** Start of DATA PROVIDED **

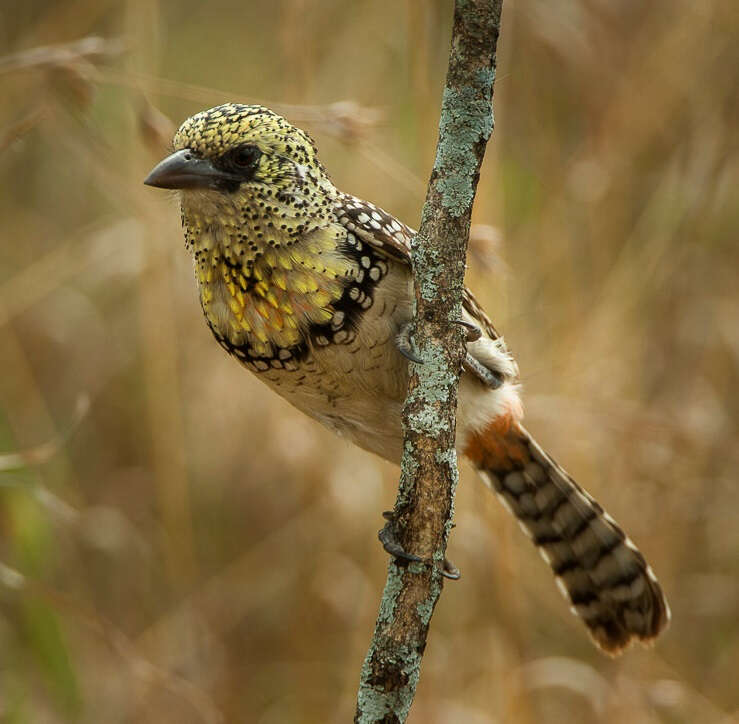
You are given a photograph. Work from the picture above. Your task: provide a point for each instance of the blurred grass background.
(179, 545)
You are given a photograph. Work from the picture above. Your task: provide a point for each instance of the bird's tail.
(602, 573)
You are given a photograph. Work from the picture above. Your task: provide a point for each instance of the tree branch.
(425, 504)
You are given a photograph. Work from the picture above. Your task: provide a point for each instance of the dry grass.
(189, 548)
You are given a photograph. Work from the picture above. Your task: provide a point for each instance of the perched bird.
(310, 288)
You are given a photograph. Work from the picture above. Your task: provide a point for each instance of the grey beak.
(184, 170)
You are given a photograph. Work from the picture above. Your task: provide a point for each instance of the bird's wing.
(382, 231)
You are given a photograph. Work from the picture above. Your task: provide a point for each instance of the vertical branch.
(424, 507)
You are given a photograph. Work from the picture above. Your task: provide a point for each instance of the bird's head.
(235, 157)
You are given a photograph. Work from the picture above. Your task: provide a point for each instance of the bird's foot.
(405, 345)
(389, 538)
(473, 331)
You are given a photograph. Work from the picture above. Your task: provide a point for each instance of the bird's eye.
(244, 156)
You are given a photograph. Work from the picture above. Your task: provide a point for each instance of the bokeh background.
(178, 545)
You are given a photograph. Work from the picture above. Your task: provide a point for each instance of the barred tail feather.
(597, 567)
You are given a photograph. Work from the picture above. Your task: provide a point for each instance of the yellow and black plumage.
(311, 288)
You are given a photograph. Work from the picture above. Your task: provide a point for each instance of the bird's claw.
(389, 539)
(405, 346)
(450, 571)
(490, 379)
(473, 331)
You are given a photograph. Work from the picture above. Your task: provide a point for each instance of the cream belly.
(357, 389)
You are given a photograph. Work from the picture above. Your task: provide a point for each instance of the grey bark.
(425, 504)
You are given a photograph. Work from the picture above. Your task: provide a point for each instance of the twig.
(424, 508)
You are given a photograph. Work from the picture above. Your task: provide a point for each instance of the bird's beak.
(184, 170)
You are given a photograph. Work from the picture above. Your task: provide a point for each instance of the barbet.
(311, 288)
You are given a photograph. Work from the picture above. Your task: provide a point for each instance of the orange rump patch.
(499, 446)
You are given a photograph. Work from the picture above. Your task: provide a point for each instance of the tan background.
(190, 548)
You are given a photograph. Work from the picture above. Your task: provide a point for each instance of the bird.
(311, 289)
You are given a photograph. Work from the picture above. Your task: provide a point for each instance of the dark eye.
(244, 156)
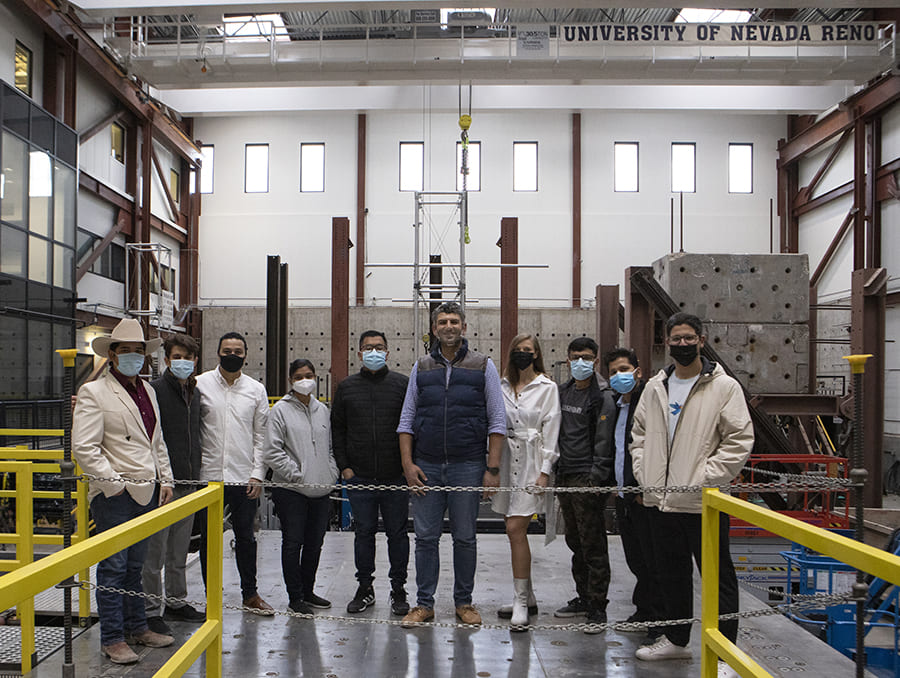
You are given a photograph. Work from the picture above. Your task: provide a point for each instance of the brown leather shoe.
(150, 638)
(467, 614)
(120, 653)
(416, 616)
(258, 606)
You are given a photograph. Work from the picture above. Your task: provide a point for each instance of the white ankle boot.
(521, 601)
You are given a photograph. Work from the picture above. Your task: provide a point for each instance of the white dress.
(532, 422)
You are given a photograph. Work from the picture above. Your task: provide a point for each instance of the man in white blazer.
(116, 434)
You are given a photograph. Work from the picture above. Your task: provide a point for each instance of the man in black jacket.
(365, 413)
(586, 455)
(631, 516)
(179, 414)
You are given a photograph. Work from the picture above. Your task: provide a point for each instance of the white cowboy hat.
(128, 330)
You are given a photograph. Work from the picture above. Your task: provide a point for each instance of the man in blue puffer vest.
(452, 414)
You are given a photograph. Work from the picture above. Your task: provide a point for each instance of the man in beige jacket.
(115, 435)
(691, 428)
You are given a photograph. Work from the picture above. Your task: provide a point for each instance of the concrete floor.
(282, 646)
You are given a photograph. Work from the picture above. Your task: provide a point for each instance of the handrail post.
(709, 566)
(25, 556)
(214, 519)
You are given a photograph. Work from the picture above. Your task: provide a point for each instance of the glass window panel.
(38, 259)
(207, 169)
(14, 180)
(256, 168)
(13, 357)
(312, 168)
(412, 165)
(524, 165)
(23, 68)
(626, 167)
(473, 181)
(65, 191)
(62, 266)
(683, 168)
(117, 141)
(740, 168)
(13, 251)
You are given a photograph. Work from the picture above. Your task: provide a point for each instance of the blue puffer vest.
(451, 420)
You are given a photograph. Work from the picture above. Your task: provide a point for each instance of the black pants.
(243, 515)
(586, 538)
(676, 539)
(304, 522)
(634, 528)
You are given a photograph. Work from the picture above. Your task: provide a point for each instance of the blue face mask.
(581, 368)
(374, 360)
(622, 382)
(130, 364)
(181, 368)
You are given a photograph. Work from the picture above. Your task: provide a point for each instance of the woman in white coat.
(532, 420)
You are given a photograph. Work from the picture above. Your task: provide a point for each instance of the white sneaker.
(662, 649)
(725, 671)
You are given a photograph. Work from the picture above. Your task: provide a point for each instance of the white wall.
(618, 229)
(13, 28)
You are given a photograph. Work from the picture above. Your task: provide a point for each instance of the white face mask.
(304, 386)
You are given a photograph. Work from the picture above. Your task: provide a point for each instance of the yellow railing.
(82, 520)
(29, 579)
(855, 554)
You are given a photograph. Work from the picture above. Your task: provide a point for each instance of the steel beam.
(340, 300)
(867, 334)
(509, 285)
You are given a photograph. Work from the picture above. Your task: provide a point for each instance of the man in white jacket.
(691, 428)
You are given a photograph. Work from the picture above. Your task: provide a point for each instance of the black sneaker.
(319, 602)
(364, 597)
(157, 625)
(399, 604)
(184, 613)
(573, 608)
(300, 607)
(596, 617)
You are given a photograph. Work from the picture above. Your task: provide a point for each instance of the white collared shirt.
(232, 427)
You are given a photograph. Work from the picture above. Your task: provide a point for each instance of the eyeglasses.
(689, 339)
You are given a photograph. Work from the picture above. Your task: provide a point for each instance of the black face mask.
(231, 362)
(522, 359)
(684, 355)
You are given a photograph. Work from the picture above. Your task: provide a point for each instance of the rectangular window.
(683, 167)
(312, 168)
(626, 166)
(117, 142)
(473, 162)
(23, 68)
(524, 165)
(412, 165)
(256, 168)
(740, 168)
(207, 168)
(174, 185)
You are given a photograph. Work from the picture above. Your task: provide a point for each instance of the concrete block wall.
(756, 311)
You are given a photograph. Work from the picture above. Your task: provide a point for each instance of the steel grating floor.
(281, 646)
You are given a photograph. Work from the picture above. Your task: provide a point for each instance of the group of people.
(454, 423)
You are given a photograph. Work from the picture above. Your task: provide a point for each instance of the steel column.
(340, 299)
(867, 333)
(509, 285)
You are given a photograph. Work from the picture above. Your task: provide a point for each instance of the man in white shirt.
(233, 412)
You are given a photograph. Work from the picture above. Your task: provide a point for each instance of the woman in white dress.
(532, 420)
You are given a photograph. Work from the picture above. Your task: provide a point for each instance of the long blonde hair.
(512, 372)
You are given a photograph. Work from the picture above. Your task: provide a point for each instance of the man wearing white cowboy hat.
(116, 434)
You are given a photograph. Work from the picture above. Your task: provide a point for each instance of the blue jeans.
(428, 518)
(120, 614)
(394, 507)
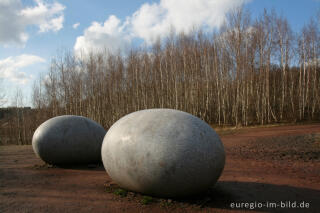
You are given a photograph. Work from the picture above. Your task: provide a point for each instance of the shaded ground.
(264, 167)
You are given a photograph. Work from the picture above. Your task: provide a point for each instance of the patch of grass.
(147, 200)
(120, 192)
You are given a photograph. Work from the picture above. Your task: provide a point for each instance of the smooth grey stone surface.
(163, 152)
(69, 139)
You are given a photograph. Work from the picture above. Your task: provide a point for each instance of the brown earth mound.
(274, 169)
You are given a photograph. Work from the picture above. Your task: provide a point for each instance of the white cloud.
(10, 68)
(109, 36)
(76, 25)
(14, 18)
(155, 20)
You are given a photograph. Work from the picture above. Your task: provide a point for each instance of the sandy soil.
(265, 166)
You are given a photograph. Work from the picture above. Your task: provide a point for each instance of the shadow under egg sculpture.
(69, 139)
(163, 153)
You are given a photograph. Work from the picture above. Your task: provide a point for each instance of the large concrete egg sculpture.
(68, 139)
(163, 152)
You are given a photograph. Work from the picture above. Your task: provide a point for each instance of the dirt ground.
(274, 169)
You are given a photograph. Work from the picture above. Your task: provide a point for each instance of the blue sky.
(33, 31)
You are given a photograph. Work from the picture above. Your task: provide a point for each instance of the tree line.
(248, 72)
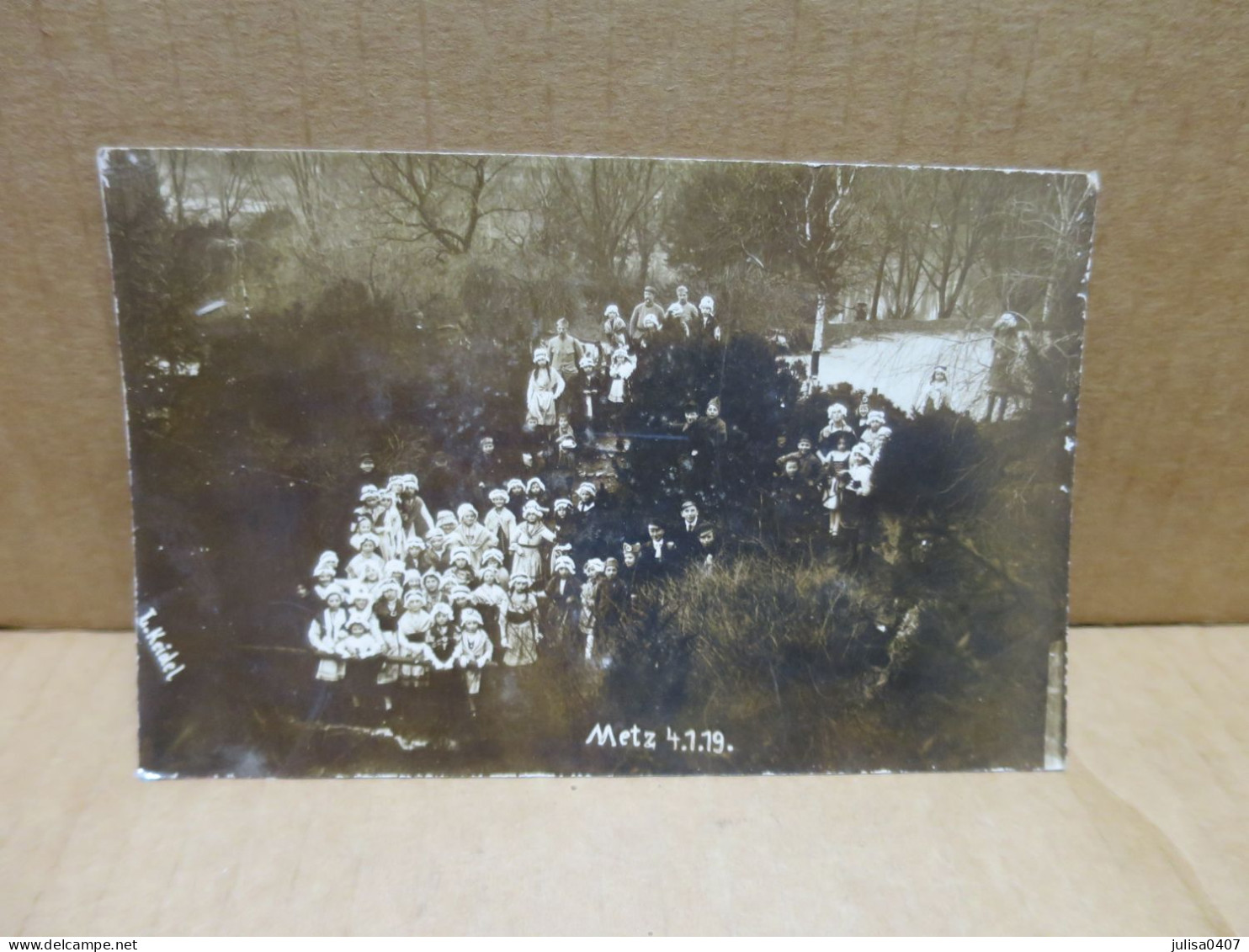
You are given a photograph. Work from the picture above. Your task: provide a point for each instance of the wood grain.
(1145, 832)
(1151, 95)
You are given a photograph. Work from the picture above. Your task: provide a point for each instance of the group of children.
(433, 600)
(832, 474)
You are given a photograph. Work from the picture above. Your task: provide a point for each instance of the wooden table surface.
(1145, 832)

** End of DATA PROVIDED **

Begin at the line that contains "wooden table surface." and stop at the end of the items, reproducing every line, request lines included. Multiply each point coordinate in the answers by 1.1 and round to whole numbers, halves up, leaving the request text unchanged.

RESPONSE BELOW:
You are given a photograph. Work from the picture above. Your task: provide a point for each instance of the wooden table surface.
(1260, 915)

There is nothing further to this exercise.